■ **Items drawn from a data source**:
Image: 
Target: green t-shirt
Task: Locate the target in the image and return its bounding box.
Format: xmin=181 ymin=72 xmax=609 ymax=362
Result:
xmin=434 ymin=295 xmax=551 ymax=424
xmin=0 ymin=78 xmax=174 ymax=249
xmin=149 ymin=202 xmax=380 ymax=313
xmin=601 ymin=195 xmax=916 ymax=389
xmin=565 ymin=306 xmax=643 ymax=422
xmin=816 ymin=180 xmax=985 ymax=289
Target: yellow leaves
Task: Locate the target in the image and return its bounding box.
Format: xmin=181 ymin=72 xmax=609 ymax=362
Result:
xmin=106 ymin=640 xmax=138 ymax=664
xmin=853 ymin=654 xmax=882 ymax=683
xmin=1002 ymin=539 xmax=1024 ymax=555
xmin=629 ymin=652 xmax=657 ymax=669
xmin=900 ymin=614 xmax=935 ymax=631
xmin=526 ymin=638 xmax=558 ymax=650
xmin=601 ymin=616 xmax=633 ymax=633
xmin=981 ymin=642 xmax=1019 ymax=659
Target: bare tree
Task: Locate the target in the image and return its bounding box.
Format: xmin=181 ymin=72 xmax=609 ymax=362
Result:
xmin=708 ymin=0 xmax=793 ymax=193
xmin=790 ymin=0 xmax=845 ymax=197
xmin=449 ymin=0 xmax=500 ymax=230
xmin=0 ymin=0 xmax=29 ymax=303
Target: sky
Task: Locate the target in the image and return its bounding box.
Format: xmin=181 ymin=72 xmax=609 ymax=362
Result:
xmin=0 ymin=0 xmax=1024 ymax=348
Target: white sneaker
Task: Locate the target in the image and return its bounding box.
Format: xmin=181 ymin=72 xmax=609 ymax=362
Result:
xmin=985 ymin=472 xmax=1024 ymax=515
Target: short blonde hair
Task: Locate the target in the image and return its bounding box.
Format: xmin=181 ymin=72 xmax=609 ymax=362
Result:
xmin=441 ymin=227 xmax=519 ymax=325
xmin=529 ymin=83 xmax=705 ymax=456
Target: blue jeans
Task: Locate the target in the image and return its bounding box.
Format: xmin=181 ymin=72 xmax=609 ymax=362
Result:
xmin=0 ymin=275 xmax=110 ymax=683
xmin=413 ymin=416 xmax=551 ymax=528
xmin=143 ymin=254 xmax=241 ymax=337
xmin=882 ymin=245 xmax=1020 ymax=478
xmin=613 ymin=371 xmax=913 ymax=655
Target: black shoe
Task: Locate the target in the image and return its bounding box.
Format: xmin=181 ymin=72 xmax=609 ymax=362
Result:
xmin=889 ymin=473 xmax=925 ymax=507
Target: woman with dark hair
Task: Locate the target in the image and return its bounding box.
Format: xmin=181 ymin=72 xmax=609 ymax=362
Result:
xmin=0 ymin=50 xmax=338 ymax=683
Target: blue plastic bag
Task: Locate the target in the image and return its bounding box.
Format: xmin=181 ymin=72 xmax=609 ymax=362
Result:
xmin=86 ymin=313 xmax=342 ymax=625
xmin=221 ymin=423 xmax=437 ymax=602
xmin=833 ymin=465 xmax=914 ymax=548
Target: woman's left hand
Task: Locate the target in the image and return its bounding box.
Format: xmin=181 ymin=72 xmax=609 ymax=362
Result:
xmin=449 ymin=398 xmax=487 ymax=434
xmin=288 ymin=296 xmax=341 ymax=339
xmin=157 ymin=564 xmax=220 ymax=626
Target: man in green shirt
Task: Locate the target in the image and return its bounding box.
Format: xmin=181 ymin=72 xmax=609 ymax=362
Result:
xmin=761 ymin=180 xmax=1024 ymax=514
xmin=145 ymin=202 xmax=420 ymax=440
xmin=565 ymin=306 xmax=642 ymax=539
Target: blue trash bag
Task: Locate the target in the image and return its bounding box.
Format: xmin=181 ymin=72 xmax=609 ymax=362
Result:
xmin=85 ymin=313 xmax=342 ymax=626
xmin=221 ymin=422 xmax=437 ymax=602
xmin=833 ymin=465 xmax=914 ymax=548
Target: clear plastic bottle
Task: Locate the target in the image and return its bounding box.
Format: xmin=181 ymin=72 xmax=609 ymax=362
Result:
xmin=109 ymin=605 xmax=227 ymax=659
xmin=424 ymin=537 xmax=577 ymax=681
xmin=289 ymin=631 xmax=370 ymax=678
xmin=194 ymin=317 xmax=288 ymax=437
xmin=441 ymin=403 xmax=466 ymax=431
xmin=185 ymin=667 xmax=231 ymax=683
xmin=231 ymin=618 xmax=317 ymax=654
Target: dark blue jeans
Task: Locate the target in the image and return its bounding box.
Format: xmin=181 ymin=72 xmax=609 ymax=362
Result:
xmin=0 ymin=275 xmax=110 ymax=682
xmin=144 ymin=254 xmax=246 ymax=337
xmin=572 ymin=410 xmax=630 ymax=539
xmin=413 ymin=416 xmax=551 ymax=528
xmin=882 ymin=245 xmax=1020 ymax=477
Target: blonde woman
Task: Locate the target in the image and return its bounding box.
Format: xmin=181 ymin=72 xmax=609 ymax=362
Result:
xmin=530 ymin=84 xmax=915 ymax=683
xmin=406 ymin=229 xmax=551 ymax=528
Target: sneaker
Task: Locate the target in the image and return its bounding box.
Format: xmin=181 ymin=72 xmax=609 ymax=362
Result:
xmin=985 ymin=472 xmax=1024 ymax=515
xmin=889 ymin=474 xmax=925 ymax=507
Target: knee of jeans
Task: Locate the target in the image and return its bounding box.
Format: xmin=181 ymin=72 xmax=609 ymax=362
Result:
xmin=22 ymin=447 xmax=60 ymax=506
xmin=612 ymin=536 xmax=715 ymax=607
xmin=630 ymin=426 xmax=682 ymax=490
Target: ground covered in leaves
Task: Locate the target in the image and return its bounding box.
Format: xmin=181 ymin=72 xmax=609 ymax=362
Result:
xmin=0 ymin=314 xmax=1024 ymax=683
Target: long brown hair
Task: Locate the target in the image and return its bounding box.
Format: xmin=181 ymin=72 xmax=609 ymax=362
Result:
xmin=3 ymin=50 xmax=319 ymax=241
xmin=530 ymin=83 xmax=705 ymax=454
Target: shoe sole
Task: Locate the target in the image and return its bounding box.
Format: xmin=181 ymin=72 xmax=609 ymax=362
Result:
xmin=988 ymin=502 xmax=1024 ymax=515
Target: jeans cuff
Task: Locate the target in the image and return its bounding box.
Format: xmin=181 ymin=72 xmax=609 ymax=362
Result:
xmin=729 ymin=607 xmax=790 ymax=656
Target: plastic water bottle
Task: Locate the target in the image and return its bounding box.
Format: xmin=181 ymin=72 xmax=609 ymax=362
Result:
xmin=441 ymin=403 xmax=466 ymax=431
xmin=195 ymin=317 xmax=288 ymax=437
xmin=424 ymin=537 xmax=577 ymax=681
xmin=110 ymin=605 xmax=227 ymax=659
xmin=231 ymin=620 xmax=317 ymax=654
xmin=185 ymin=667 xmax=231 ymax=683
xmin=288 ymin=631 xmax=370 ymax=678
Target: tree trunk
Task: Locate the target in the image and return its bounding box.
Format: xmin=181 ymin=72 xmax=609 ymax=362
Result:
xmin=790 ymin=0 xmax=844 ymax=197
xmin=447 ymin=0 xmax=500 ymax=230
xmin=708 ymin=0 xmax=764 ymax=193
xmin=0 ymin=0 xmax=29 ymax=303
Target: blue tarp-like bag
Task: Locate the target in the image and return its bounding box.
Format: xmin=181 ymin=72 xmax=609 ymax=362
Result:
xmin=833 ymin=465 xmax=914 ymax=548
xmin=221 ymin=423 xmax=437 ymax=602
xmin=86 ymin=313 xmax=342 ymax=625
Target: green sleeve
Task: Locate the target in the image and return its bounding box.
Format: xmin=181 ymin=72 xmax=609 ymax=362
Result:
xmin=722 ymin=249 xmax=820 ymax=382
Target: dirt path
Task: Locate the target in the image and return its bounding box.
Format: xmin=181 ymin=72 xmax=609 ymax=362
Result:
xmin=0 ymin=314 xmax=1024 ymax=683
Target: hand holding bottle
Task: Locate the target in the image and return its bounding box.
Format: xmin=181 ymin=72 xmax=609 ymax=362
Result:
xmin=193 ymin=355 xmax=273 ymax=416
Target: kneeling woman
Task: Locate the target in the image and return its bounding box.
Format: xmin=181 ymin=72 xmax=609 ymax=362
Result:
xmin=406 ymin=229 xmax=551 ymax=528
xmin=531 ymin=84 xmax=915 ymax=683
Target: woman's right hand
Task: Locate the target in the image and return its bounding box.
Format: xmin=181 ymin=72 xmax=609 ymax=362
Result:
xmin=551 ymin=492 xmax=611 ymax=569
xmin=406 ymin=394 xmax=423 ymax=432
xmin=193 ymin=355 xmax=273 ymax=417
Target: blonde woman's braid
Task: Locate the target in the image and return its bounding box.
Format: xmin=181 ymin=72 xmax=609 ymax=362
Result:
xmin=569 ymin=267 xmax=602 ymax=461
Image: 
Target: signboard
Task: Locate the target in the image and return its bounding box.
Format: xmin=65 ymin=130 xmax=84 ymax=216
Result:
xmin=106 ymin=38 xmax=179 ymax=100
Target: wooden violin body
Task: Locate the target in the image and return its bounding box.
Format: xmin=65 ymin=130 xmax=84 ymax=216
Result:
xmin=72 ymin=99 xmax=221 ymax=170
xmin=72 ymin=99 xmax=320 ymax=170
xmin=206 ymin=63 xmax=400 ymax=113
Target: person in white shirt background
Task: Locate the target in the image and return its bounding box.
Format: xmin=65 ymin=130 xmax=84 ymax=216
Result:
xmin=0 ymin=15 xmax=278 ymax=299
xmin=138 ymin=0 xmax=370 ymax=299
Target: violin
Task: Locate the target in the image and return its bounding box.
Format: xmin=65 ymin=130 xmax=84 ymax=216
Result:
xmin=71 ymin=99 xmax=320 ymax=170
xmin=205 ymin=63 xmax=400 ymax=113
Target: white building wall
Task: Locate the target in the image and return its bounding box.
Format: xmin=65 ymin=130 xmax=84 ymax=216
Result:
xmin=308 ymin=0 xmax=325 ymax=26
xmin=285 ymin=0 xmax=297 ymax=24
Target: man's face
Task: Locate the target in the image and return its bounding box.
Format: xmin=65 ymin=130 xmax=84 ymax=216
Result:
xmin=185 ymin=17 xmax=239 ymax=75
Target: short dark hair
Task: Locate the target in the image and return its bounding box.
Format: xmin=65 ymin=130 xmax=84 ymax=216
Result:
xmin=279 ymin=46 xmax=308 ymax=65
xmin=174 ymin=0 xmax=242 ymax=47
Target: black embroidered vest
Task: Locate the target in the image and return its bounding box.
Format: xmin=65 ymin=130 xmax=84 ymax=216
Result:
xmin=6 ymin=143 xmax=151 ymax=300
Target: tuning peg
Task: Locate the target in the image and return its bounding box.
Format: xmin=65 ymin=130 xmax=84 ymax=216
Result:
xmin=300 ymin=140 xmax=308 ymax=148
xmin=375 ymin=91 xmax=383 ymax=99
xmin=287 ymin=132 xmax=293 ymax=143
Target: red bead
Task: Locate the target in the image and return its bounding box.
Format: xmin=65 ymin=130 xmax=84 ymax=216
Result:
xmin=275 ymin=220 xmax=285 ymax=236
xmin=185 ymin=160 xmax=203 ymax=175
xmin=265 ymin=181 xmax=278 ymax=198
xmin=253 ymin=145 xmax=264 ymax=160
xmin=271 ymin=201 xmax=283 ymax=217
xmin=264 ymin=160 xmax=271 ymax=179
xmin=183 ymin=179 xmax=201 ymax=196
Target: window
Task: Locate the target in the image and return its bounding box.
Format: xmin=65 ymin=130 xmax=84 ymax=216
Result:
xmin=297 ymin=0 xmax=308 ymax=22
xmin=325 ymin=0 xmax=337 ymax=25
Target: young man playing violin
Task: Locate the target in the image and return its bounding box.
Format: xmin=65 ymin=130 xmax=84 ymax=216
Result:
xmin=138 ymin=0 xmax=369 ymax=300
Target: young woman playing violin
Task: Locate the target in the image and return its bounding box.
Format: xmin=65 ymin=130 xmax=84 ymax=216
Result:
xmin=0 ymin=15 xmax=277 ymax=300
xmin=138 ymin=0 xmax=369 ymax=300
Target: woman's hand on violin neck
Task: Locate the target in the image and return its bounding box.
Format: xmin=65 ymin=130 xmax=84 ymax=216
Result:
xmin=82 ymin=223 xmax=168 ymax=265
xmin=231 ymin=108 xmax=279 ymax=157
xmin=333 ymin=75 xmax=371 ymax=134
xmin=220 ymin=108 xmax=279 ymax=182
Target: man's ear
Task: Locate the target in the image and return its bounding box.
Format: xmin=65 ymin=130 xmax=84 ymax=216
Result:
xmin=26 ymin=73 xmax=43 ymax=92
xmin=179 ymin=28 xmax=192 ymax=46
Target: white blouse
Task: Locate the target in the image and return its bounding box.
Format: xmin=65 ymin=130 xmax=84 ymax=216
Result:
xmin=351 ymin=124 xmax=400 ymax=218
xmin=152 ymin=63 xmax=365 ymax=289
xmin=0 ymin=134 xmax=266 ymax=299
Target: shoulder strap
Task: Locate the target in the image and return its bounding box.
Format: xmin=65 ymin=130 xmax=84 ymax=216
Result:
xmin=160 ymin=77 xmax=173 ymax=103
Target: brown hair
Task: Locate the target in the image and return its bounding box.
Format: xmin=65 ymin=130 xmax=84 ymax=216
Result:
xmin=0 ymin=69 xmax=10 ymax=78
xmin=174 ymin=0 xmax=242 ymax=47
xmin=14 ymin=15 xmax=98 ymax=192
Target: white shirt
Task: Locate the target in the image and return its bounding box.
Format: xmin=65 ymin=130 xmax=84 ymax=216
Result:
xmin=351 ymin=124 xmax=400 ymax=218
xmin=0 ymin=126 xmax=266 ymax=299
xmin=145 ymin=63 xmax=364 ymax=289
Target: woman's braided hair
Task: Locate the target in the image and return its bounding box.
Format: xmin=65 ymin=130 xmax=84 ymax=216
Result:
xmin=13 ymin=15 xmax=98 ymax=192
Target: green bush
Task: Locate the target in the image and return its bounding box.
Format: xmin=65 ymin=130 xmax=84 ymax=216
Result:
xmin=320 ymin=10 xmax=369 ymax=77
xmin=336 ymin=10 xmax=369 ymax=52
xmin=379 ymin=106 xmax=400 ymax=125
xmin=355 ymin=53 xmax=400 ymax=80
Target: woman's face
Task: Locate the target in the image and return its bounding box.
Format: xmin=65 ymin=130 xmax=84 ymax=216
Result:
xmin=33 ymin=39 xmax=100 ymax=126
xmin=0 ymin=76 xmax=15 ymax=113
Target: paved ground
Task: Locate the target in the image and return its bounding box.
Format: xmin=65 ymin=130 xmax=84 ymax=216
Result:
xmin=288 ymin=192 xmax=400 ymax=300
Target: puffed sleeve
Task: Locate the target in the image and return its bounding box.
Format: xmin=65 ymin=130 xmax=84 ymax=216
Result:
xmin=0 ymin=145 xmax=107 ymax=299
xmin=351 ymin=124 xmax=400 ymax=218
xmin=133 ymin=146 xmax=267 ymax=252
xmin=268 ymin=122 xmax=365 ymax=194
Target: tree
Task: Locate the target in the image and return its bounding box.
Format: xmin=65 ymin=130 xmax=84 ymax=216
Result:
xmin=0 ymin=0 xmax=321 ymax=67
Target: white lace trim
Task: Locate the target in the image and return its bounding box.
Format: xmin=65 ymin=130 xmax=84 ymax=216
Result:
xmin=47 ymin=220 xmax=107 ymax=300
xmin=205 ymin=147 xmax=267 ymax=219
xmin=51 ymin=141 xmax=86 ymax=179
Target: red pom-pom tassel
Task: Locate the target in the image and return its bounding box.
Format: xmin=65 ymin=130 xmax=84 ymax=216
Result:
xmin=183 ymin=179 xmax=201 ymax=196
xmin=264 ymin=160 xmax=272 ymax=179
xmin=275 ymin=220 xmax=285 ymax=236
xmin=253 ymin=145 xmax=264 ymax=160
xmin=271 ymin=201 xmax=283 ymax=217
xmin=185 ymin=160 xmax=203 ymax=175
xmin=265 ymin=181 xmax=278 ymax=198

■ **Exercise goal**:
Put the lines of the items into a Markdown table with the columns "Row" and "Line", starting at the line that contains "Target: brown hair" and stopping after the line that contains "xmin=14 ymin=15 xmax=98 ymax=192". Number each row and leave out any blank lines.

■ **The answer**:
| Row | Line |
|---|---|
| 1 | Target: brown hair |
| 2 | Task: Locate the target in the image and return its bounding box. |
| 3 | Format: xmin=65 ymin=130 xmax=84 ymax=216 |
| 4 | Result: |
| 5 | xmin=0 ymin=69 xmax=10 ymax=78 |
| 6 | xmin=174 ymin=0 xmax=242 ymax=47 |
| 7 | xmin=14 ymin=15 xmax=98 ymax=192 |